Rows from a dataset:
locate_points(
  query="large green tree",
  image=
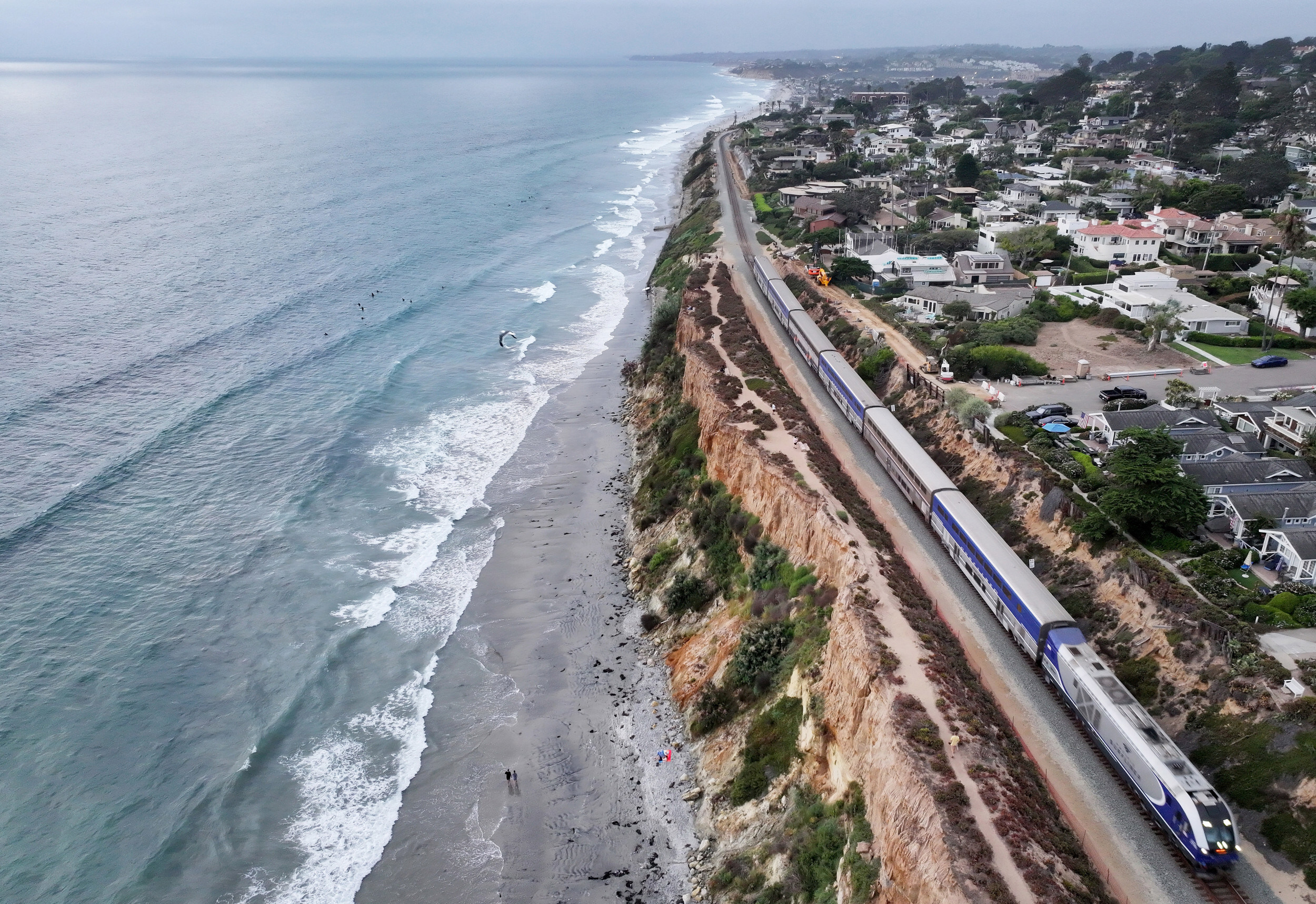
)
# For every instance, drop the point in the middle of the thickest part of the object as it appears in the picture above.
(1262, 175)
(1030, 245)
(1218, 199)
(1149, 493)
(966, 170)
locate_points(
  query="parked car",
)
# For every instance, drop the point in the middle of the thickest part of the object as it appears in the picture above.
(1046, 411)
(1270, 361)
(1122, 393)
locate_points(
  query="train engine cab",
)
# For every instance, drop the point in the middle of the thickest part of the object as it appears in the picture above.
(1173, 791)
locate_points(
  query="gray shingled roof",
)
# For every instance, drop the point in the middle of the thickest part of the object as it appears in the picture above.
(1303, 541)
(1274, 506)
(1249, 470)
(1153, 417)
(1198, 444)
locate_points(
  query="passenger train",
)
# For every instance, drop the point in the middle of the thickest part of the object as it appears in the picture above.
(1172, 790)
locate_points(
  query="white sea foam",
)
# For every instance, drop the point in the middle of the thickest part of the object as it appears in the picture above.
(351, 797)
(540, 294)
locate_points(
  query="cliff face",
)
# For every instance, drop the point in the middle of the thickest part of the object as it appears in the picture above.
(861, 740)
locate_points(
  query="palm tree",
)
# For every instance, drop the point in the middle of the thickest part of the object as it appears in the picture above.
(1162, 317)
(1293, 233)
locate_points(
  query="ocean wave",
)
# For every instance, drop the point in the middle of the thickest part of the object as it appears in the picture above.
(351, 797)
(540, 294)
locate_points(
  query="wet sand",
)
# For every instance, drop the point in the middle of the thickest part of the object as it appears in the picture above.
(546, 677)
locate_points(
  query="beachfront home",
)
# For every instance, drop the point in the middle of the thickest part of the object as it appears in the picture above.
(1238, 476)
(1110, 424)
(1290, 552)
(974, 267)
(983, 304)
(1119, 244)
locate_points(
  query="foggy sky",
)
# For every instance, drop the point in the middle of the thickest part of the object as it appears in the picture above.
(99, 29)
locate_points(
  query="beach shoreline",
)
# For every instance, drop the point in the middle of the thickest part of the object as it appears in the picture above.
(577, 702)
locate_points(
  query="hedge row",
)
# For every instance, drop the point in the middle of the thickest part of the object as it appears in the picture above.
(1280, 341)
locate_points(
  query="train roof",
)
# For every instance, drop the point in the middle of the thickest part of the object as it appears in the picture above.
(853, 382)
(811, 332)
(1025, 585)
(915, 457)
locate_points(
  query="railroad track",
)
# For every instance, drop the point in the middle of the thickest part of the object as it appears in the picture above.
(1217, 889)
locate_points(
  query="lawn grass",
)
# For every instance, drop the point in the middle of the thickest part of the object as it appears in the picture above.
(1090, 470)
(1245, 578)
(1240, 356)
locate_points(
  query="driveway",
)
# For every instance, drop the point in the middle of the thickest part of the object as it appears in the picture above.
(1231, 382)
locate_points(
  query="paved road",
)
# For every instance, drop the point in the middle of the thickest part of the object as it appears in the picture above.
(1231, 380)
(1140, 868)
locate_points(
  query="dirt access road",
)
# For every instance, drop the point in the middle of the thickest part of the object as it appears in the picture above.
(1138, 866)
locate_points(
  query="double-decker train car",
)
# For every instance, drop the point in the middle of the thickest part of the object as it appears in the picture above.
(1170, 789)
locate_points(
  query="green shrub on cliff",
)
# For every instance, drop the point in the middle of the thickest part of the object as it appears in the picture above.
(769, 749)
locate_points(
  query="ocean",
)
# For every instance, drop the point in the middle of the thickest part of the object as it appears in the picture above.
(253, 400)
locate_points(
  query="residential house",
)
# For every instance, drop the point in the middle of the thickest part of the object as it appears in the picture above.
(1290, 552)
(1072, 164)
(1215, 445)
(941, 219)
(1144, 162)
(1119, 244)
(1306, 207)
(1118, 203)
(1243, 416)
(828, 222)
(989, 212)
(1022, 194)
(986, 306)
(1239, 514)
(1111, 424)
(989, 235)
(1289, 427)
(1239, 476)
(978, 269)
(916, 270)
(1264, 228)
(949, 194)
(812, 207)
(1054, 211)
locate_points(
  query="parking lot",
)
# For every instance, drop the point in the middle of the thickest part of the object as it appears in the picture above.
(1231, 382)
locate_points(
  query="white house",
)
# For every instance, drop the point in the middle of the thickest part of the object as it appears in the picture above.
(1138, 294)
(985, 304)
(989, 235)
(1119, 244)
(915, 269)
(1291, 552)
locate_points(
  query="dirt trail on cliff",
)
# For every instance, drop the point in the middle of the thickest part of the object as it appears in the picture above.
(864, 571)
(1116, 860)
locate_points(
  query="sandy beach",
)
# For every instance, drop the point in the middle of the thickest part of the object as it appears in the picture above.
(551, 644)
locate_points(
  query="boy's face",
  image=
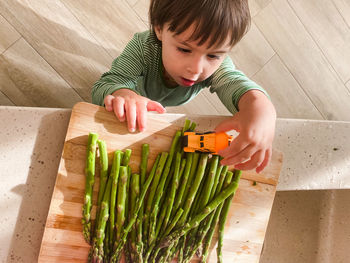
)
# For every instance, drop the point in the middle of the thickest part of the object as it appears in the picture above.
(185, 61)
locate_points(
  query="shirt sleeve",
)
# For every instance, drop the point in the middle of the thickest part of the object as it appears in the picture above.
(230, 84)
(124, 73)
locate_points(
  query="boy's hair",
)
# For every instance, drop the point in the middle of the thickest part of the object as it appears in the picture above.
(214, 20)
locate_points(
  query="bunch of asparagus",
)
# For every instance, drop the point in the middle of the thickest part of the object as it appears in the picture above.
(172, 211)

▶ PROBLEM TO SOLVE: Return all of the entries exactly as written, but drop any pictures they hold.

▶ THE COMPLETED TASK:
locate_points(
  query="large green tree",
  image=
)
# For every instance, drop the point in the middle of the thickest part of the object as it appears in the picture above.
(1262, 175)
(1030, 245)
(1218, 199)
(1149, 493)
(966, 170)
locate_points(
  query="parked car",
)
# For every instance, drop the point in the middle of the thickest part of the object as it appears in the picture above.
(1046, 411)
(1270, 361)
(1122, 393)
locate_points(
  query="train engine cab",
)
# For every instance, drop the point in the middle of the thickest part of the object as it appears in the picture above.
(1173, 791)
locate_points(
  query="gray shingled roof",
)
# For every instance, drop the point in the middle of the thickest part of the object as it appears in the picture above.
(1303, 541)
(1274, 506)
(1249, 470)
(1153, 417)
(1198, 444)
locate_points(
  query="passenger train",
)
# For every instance, drop the point in the middle of the thickest part of the object as it appears in the picture above.
(1172, 790)
locate_points(
  query="white sea foam",
)
# For every instance, drop the point in the middle of the thickest part of the object as it appears in the picture above.
(351, 797)
(540, 294)
locate_points(
  query="cliff face",
)
# For every instance, drop the point in the middle of the thickest part of the object as it appears in the picture above.
(861, 740)
locate_points(
  query="palm tree",
)
# For every instance, drop the point in the middle of the thickest part of the object as it appears in the picture above.
(1162, 317)
(1293, 233)
locate_points(
  query="ocean wave",
)
# For every instance, drop the point in the middle of the thickest part of the object as it appears in the picture above.
(351, 797)
(540, 294)
locate_points(
  query="wet sand",
)
# For every instance, drop the point in the middle of the thickest part of the object as it appears in the picture above.
(546, 677)
locate_points(
  query="beachfront home",
)
# For every instance, drop the point in the middle of the thickest part of the object as it appears in the picture above.
(1238, 476)
(1110, 424)
(1290, 552)
(974, 267)
(983, 304)
(1119, 244)
locate_points(
  query="foggy sky",
)
# For every instance, drop the point in the middle of the thickest part of the object as it appears in the picture above.
(99, 29)
locate_points(
  query="beach shoreline",
)
# For every instance, drop the point in the middle of the thickest part of the object as it appears in the picture above.
(577, 702)
locate_points(
  query="hedge row",
)
# For every instance, drop the point in the middle of the thickest part of the object as it appears in the picture above.
(1280, 341)
locate_points(
  query="train roof",
)
# For every instance, drop the point in the middle of the thickest part of the object as it appears in the picture above.
(853, 382)
(811, 332)
(1025, 585)
(915, 457)
locate_points(
  query="railroad track",
)
# For every instance, drop the point in the middle of the thickest part of the object as it appears in the picture above.
(1217, 889)
locate_points(
  query="lawn grass",
)
# For every instance, drop the point in the middle of the thickest part of the object as it appears in the picture above.
(1090, 470)
(1245, 578)
(1240, 356)
locate_points(
  query="driveway",
)
# For every instance, drop the point in the middle of the thickest part of the object as it appears in the picture above.
(1231, 382)
locate_points(
  query="paved road",
)
# For every instance, drop the point in the middle of the thickest part of the object as it appears in the picture above.
(1231, 380)
(1140, 868)
locate_points(
  query="dirt access road",
)
# For every instance, drop the point in the middle of the thickest part of the object as it appears in the picture above.
(1138, 866)
locate_points(
  query="double-decker train car",
)
# For every instance, drop the point in the middle of the thickest part of the object as it appears in the picture above.
(1170, 789)
locate_points(
  query="green shrub on cliff",
)
# For every instance, drop the point in the middle of the thickest part of the object as it appears in the picture above.
(769, 749)
locate_points(
  query="ocean",
)
# For every instance, drop the point in the middle of the thickest part of the object as it appears in the picture above.
(253, 400)
locate_points(
  query="residential house",
)
# For every instance, drop the point in the middle of the thickest part of the object as it appears in the picture above.
(1290, 552)
(1072, 164)
(1215, 445)
(941, 219)
(1144, 162)
(1119, 244)
(1306, 207)
(1118, 203)
(1243, 416)
(828, 222)
(989, 212)
(1022, 194)
(986, 306)
(1239, 514)
(1111, 424)
(989, 235)
(1289, 427)
(1239, 476)
(978, 269)
(916, 270)
(1264, 228)
(949, 194)
(812, 207)
(1054, 211)
locate_points(
  query="parking lot",
)
# For every instance, drop the point in the middle of the thickest part of the object as it appears in the picture above.
(1231, 382)
locate_points(
  query="white house",
)
# For every instance, drop the point in the middle of the thickest part of the object as it appears in the picture above.
(1138, 294)
(985, 304)
(989, 235)
(1119, 244)
(915, 269)
(1291, 552)
locate_points(
  query="dirt trail on cliff",
)
# For every instance, drop the point in the middle of the thickest part of the object as it appears in the picture above.
(864, 571)
(1116, 860)
locate_points(
  query="sandy beach",
)
# For every instance, drop the point in the middle of the thickest part of the object as it appears in the picture above.
(551, 644)
locate_points(
  query="boy's face",
  image=
)
# For every instance, drop the point in the middle of the thickest part of the object as it appears in the picture above.
(185, 61)
locate_points(
  query="shirt sleeve",
)
# For every instance, drop the point in the middle of the thickest part of the object as it appears in the picture above.
(230, 84)
(124, 73)
locate_points(
  query="boy's hair",
)
# For every instance, drop the point in the middle of the thickest part of the object as it appears in the picture above.
(214, 20)
locate_points(
  query="bunch of asparagus",
)
# For every instance, drop the point in the middle of the thickest part of the object as it appears in the picture above.
(172, 211)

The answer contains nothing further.